PROBLEM DETAILS> Edit the entries below so that "positive clicks" becomes "foreground clicks" wherever it occurs. Keep every other character the same.
○ ○ ○ ○ ○
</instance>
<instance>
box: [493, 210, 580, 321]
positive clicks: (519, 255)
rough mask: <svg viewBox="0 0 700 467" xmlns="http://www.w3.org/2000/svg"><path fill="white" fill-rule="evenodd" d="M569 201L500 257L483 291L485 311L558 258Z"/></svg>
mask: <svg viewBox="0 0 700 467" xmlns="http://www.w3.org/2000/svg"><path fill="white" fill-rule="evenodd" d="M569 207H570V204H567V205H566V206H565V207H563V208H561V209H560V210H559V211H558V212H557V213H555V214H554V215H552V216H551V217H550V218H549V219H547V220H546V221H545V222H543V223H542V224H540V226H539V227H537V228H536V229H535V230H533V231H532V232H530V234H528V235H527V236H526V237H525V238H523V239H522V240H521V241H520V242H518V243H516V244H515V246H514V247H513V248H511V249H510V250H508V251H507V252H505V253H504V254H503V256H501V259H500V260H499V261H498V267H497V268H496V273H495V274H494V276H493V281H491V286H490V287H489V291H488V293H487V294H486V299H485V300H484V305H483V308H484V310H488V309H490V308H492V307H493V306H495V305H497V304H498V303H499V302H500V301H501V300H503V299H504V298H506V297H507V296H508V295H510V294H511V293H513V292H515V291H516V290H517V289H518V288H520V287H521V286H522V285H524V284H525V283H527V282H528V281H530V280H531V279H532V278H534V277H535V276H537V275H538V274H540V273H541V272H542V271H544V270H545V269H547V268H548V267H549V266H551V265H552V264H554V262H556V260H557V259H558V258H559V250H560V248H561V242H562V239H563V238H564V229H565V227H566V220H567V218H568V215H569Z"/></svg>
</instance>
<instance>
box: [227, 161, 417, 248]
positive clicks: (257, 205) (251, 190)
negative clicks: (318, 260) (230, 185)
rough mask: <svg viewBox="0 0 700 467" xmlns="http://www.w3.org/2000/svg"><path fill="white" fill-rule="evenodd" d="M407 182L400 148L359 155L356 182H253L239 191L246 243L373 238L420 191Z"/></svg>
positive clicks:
○ ○ ○ ○ ○
OUTPUT FOR THIS TASK>
</instance>
<instance>
box: [493, 210, 580, 321]
foreground clicks: (519, 255)
rough mask: <svg viewBox="0 0 700 467" xmlns="http://www.w3.org/2000/svg"><path fill="white" fill-rule="evenodd" d="M569 201L500 257L483 291L485 311L558 258Z"/></svg>
mask: <svg viewBox="0 0 700 467" xmlns="http://www.w3.org/2000/svg"><path fill="white" fill-rule="evenodd" d="M569 207H570V204H567V205H566V206H565V207H563V208H561V209H560V210H559V211H558V212H557V213H555V214H554V215H552V216H551V217H550V218H549V219H547V220H546V221H545V222H543V223H542V224H540V226H539V227H537V228H536V229H535V230H533V231H532V232H530V234H528V235H527V236H526V237H525V238H523V239H522V240H521V241H520V242H518V243H516V244H515V246H514V247H513V248H511V249H510V250H508V251H507V252H505V253H504V254H503V256H501V259H500V260H499V261H498V267H497V268H496V273H495V274H494V276H493V281H491V286H490V287H489V291H488V293H487V294H486V299H485V300H484V305H483V308H484V310H488V309H490V308H492V307H493V306H495V305H497V304H498V303H499V302H500V301H501V300H503V299H504V298H506V297H507V296H508V295H510V294H511V293H513V292H515V291H516V290H517V289H518V288H520V287H521V286H522V285H524V284H525V283H527V282H528V281H530V280H531V279H532V278H534V277H535V276H537V275H538V274H540V273H541V272H542V271H544V270H545V269H547V268H548V267H549V266H551V265H552V264H554V262H556V260H557V259H558V258H559V250H560V248H561V242H562V239H563V238H564V229H565V227H566V220H567V218H568V215H569Z"/></svg>
</instance>
<instance>
box: [227, 161, 417, 248]
foreground clicks: (257, 205) (251, 190)
negative clicks: (318, 260) (230, 185)
rough mask: <svg viewBox="0 0 700 467" xmlns="http://www.w3.org/2000/svg"><path fill="white" fill-rule="evenodd" d="M407 182L400 148L359 155L356 182H253L239 191L246 243L373 238L420 191Z"/></svg>
foreground clicks:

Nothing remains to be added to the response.